◆ Exercises to complete
[1] Answer these questions about the forum thread below, one per line:
(a) How old does DarkAzrael say he is?
(b) Which three martial arts is DarkAzrael interested in?
(c) How long a break from martial arts did SFC JeffJ take?
[2] Transcribe a passage from the forum thread below word for word, starting with "I'm 27 and I" and going on through "working out regularly.".

◆ Extract provided
┌──
# Newbie



## DarkAzrael (Feb 7, 2009)

Hello,

I'm 27 and I am just getting into martial arts. Unfortunately after years in desk jobs and no time to work out I am not exactly in great shape. I want to get back into shape, and I have always had an interest in martial arts. Recently I have begun changing my diet and working out regularly.

Is it possible for me to learn, train, and get in shape, or am I hopeless at 27? Everything I read always says that people do this from early childhood. I am interested in Krav Maga, Muay Thai, and Kung Fu.... so if anyone has any advice it would be greatly appreciated.


----------



## SFC JeffJ (Feb 7, 2009)

Keep on doing what you are doing and you'll do great!

I took a 10 year hiatus from martial arts and now I'm back in the swing again.
└──
◆ Available data
┌──
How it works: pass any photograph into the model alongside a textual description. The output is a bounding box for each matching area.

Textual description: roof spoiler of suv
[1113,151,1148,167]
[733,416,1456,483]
└──
◆ Answers in order
[1]
(a) 27
(b) Krav Maga, Muay Thai, and Kung Fu
(c) 10 years

[2]
I'm 27 and I am just getting into martial arts. Unfortunately after years in desk jobs and no time to work out I am not exactly in great shape. I want to get back into shape, and I have always had an interest in martial arts. Recently I have begun changing my diet and working out regularly.